======== GIVEN RECORDS

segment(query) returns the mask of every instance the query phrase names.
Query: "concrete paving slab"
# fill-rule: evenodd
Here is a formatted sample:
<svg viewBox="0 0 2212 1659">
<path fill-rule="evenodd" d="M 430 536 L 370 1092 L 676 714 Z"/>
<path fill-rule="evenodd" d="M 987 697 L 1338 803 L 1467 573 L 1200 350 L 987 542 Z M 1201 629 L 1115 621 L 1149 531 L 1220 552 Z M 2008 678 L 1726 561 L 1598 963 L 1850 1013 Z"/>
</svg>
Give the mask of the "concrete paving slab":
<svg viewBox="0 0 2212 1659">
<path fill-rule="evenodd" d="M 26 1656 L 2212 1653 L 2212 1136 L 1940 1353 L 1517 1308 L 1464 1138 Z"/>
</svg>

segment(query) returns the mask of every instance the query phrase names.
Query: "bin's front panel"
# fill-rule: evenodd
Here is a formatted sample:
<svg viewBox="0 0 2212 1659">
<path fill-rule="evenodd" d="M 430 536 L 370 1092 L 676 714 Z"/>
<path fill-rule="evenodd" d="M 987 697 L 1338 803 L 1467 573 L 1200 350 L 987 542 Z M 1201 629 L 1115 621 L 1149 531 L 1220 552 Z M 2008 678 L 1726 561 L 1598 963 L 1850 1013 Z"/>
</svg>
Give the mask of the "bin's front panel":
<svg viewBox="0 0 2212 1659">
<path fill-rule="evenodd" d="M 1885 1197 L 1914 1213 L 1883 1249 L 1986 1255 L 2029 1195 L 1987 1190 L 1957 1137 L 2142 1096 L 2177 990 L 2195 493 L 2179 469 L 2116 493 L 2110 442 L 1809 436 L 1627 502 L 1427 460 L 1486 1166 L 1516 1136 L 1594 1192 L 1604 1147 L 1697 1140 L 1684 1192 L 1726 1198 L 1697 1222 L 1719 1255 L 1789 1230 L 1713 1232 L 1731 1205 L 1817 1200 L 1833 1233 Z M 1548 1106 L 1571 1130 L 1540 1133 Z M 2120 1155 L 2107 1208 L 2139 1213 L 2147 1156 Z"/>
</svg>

================

Each line of the data must be returned exactly.

• **TASK RESPONSE**
segment(query) returns the mask of every instance the query phrase names.
Query: "concrete paving slab"
# fill-rule: evenodd
Here is a formatted sample:
<svg viewBox="0 0 2212 1659">
<path fill-rule="evenodd" d="M 430 536 L 370 1092 L 676 714 Z"/>
<path fill-rule="evenodd" d="M 987 697 L 1338 803 L 1467 573 L 1200 350 L 987 542 Z M 1201 629 L 1115 621 L 1149 531 L 1220 552 Z M 2008 678 L 1726 561 L 1598 963 L 1850 1013 Z"/>
</svg>
Give the mask of the "concrete paving slab":
<svg viewBox="0 0 2212 1659">
<path fill-rule="evenodd" d="M 26 1656 L 2212 1653 L 2212 1136 L 1940 1353 L 1517 1308 L 1464 1138 Z"/>
</svg>

segment(query) returns the mask of every instance the query phrase names.
Query: "bin's front panel"
# fill-rule: evenodd
Here is a formatted sample:
<svg viewBox="0 0 2212 1659">
<path fill-rule="evenodd" d="M 430 536 L 370 1092 L 676 714 Z"/>
<path fill-rule="evenodd" d="M 987 697 L 1338 803 L 1467 573 L 1200 350 L 987 542 Z M 1201 629 L 1115 621 L 1149 531 L 1220 552 Z M 2008 678 L 1726 561 L 1598 963 L 1850 1013 Z"/>
</svg>
Give the mask of the "bin's front panel":
<svg viewBox="0 0 2212 1659">
<path fill-rule="evenodd" d="M 1885 1197 L 1914 1213 L 1883 1249 L 1986 1255 L 2029 1195 L 1987 1190 L 1957 1137 L 2142 1096 L 2177 990 L 2195 493 L 2179 469 L 2116 493 L 2110 442 L 1809 436 L 1627 502 L 1427 460 L 1486 1166 L 1516 1136 L 1594 1192 L 1604 1147 L 1697 1140 L 1684 1192 L 1726 1198 L 1697 1222 L 1719 1255 L 1789 1230 L 1713 1232 L 1731 1205 L 1817 1200 L 1833 1233 Z M 1548 1106 L 1571 1130 L 1540 1133 Z M 2120 1155 L 2107 1208 L 2139 1213 L 2147 1156 Z"/>
</svg>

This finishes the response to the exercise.